* LISTE DES TÂCHES *
A. Dans le récit des quatre étudiants revenus de Strasbourg, quel jour le vol de retour avait-il lieu ?
B. Relevez tous les prénoms de personnes cités dans le récit des quatre étudiants revenus de Strasbourg.
C. Rédigez la suite du récit des quatre étudiants revenus de Strasbourg, à partir de sa dernière phrase.

* EXTRAIT FOURNI *

-*-*-

De l’insouciance à l’État de guerre. Récit de quatre étudiants exilés et confinés

Comme de nombreux étudiants partis en échange cet hiver, Michèle, Arnaud, Madeleine et Jacques ont dû revenir au pays à cause de la COVID-19. Les risques de contamination pour la population et le fait que l’un d’entre eux présente des symptômes du virus les obligent à demeurer en quarantaine quelques semaines dans un chalet. Exil et retour de quatre étudiants qui sont passés de la folie des aéroports au calme du fleuve et de l’amitié. 

En partant au mois de janvier pour Strasbourg, jamais les quatre étudiants n’auraient pensé revenir si tôt. La session se terminant à la fin avril, ils avaient prévu de voyager un peu en France et en Allemagne jusqu’à la fin du printemps.

Tous leurs projets sont tombés à l’eau lorsque l’Université Laval leur a demandé de revenir au Québec, eux et tous les autres étudiants. 

« En 72 heures, on est passé de l’insouciance à “l’État de guerre” »

Les quatre Québécois, étudiants en littérature, en droit et en philosophie, vivaient à Strasbourg dans un petit appartement avec deux autres amis, Camille et Christophe. Malgré les nombreux cas en Italie et en France, ils ne se faisaient pas de souci. « On s’en moquait presque. On a assumé qu’on pourrait l’avoir et que ce ne serait pas trop pire parce qu’on est jeunes et en santé », explique Arnaud. Et, même si Michèle avait quelques symptômes du virus, c’était bénin. 

Malgré les nombreux cas en Italie et en France, ils ne se faisaient pas de souci. « On s’en moquait presque. »

Partout, la vie continuait comme si de rien n’était. « Les gens s’en foutaient un peu », dit Jacques. 

Mais, le jeudi 12 mars, on a fait les grandes annonces. Les universités en France fermaient. Le lendemain, l’Université Laval leur envoyait un message les incitant à revenir. 

En trois jours, l’ambiance a complètement changé. Le jeudi et le vendredi, les étudiants jouaient au frisbee et sortaient. « J’étais dans un bar avec des amis lorsque j’ai lu la nouvelle du rapatriement », se souvient Jacques. Personne n’obéissait vraiment aux mesures gouvernementales. Par contre, dès le samedi, les gens se sont mis à porter des gants et des masques. 

La bonne décision

Les six Québécois ont compris que c’était plus sérieux qu’ils ne le croyaient au départ. Ils ont décidé de réagir rapidement. Ils ont acheté leurs billets d’avion au début de la fin de semaine ; leur vol était le mardi 17 mars. Certains se demandaient si ça valait la peine de faire tout ça si vite, de s’en faire autant. 

La suite des choses a toutefois justifié leur action : en quelques jours, la panique s’est installée, les prix ont grimpé. « Notre amie Florence, à Prague, a magasiné des billets deux jours après nous ; ils coutaient entre 2000 $ et 3000 $ », dit Jacques. 

« On a donc pris une bonne décision. On a réagi rapidement », ajoute Arnaud.

Mardi, à l’aéroport, le climat était tendu. Certains étaient fâchés, se criaient dessus. Des vols ont été annulés, plusieurs se demandaient ce qu’ils allaient faire.

-*-*-

* Éléments enregistrés *
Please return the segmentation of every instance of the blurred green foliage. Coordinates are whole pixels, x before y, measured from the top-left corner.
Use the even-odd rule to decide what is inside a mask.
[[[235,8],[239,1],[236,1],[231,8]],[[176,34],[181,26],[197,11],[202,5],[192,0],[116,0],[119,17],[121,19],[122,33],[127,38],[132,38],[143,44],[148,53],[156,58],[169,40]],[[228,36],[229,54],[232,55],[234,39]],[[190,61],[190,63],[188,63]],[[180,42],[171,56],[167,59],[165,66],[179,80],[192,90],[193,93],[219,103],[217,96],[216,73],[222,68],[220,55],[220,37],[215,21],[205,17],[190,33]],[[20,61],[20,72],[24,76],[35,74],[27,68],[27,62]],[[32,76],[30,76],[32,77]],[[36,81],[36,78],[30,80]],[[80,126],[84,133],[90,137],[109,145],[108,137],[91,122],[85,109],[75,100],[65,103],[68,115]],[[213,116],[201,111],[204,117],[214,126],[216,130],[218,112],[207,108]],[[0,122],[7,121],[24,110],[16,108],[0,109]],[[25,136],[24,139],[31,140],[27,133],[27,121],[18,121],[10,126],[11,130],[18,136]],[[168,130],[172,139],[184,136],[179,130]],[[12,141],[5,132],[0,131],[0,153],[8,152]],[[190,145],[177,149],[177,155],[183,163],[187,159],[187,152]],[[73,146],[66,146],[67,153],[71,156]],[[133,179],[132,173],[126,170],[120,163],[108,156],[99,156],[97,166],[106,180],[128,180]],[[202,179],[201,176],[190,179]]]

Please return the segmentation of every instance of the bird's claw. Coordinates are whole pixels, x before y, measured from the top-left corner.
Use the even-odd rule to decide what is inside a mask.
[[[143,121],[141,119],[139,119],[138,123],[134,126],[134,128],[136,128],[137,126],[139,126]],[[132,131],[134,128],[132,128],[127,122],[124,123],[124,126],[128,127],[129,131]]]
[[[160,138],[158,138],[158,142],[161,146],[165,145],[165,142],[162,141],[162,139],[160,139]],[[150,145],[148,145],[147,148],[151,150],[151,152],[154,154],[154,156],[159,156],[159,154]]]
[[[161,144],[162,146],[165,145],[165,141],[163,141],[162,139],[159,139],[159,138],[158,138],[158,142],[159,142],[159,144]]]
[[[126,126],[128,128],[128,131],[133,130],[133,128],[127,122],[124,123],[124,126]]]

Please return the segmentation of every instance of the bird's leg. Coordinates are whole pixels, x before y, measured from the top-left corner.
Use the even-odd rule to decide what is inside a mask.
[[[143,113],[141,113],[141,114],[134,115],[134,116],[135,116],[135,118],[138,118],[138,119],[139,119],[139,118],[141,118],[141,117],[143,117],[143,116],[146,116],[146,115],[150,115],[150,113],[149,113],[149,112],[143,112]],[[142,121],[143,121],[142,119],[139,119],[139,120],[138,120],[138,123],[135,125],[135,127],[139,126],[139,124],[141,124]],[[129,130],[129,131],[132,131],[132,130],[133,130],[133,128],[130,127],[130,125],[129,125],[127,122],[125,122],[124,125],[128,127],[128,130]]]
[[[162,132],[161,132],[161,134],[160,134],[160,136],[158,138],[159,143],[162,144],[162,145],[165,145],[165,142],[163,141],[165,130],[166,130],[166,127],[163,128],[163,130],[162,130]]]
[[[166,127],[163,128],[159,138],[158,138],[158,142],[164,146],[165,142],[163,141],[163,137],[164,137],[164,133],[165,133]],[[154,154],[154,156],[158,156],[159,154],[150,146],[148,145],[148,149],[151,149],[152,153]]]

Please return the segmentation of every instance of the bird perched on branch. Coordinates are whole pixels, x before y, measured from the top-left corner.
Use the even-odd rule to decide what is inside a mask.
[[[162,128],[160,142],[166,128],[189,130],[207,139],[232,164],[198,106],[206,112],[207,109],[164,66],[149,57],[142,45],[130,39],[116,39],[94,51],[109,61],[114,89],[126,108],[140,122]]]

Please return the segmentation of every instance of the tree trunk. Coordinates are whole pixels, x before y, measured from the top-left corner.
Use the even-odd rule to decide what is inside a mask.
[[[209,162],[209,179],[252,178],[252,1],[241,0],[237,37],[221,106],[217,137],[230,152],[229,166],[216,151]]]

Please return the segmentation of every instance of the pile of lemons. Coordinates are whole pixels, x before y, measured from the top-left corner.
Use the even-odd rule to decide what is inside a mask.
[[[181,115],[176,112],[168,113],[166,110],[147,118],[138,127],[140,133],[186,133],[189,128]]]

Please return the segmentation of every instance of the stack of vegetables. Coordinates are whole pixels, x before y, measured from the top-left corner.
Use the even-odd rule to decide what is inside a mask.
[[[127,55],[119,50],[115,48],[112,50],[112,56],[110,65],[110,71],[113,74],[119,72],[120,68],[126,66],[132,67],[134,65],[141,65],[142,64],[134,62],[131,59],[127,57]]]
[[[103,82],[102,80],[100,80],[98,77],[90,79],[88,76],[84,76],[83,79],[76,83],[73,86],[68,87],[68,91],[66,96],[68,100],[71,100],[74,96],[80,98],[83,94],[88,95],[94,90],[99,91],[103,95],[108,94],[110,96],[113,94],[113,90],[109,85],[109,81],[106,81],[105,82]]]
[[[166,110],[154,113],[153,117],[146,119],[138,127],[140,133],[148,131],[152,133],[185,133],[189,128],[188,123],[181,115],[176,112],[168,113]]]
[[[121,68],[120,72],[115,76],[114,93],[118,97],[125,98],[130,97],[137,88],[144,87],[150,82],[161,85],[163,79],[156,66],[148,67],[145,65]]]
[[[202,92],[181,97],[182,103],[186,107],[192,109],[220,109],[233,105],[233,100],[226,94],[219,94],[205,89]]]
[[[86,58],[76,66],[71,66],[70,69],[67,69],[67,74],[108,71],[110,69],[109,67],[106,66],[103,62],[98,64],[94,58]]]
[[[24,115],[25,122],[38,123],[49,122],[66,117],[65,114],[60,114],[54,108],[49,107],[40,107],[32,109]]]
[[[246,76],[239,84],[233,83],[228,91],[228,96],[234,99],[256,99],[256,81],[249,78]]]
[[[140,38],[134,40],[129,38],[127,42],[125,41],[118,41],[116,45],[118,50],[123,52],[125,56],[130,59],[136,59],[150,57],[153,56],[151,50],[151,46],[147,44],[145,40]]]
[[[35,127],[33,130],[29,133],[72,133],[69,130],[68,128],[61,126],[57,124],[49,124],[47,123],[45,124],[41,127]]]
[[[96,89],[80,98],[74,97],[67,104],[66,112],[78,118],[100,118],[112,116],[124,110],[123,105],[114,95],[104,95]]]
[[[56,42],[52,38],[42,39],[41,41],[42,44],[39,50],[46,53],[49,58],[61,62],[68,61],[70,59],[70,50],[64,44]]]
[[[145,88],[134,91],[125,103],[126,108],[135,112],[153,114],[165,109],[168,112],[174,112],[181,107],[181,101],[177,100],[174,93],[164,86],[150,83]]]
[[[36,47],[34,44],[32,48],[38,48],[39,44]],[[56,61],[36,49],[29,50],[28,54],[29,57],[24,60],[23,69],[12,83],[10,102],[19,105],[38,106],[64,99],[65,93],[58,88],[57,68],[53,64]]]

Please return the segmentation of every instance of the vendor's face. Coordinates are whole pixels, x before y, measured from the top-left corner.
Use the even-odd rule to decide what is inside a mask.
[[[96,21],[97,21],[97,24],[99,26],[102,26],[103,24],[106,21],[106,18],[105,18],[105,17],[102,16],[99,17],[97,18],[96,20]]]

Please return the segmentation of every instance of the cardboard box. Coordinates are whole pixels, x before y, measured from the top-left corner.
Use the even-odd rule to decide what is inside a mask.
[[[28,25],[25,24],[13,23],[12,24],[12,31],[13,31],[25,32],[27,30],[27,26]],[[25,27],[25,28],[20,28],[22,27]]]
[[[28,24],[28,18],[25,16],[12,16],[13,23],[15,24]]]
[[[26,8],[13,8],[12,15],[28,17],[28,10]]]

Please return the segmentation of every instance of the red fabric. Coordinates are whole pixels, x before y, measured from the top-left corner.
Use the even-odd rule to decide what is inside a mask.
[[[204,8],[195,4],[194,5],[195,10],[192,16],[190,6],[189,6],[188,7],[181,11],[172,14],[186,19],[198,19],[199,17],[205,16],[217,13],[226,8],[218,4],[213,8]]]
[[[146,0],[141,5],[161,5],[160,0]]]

-*-*-

* RÉPONSES PAR TÂCHE *
A. Le mardi 17 mars.

B. Michèle, Arnaud, Madeleine, Jacques, Camille, Christophe, Florence

C.
Les six universitaires ont toutefois eu la chance que tout aille bien. Ils sont atterris au Québec sans problème.

Arrivés à l’aéroport de Montréal, tout est allé très vite. Mais l’atmosphère était tout aussi angoissante. Certains avaient peur des contrôles : « On a vu des gens prendre des Tylenols pour baisser leur température. »

Pour éviter les contacts avec leur famille, les compagnons ont emprunté une voiture de leurs parents. Après avoir laissé Camille et Christophe à leur lieu de résidence, Michèle, Arnaud, Madeleine et Jacques se sont dirigés dans un chalet, où ils sont encore actuellement. 

« S’entreramener sur terre »

En repensant au voyage du retour, les amis réalisent à quel point ils se doivent les uns aux autres. Au départ, plusieurs ne voyaient pas les raisons qui justifiaient de revenir : « Une partie de moi remettait en question la nécessité de faire ça, se rappelle Arnaud. J’étais insouciant et je m’en rends compte aujourd’hui. Toutefois, on se convainquait les uns les autres que repartir était la meilleure chose à faire. » 

« Le fait qu’on ait été ensemble nous a aidé à prendre les bonnes décisions. »

Jacques confie : « Le samedi, on avait prévu une soirée avec une quinzaine de copains qu’on s’était faits à Strasbourg. Le gouvernement avait interdit les rassemblements non essentiels. On a compris tous ensemble qu’on ne pouvait pas le faire. Ça m’a beaucoup affecté, je tenais à les revoir une dernière fois. Le fait qu’on ait été ensemble nous a aidé à prendre les bonnes décisions. » 

« On était là pour “s’entreramener sur terre” », résume Madeleine. 

Dans la déception de quitter l’Europe si tôt, être plusieurs a aussi permis de mieux vivre le retour. « Ça permet de faire une transition plus naturelle, moins déchirante », dit Arnaud.

La famille

Une des choses les plus particulières dans tout ce chamboulement est le rapport à leur famille.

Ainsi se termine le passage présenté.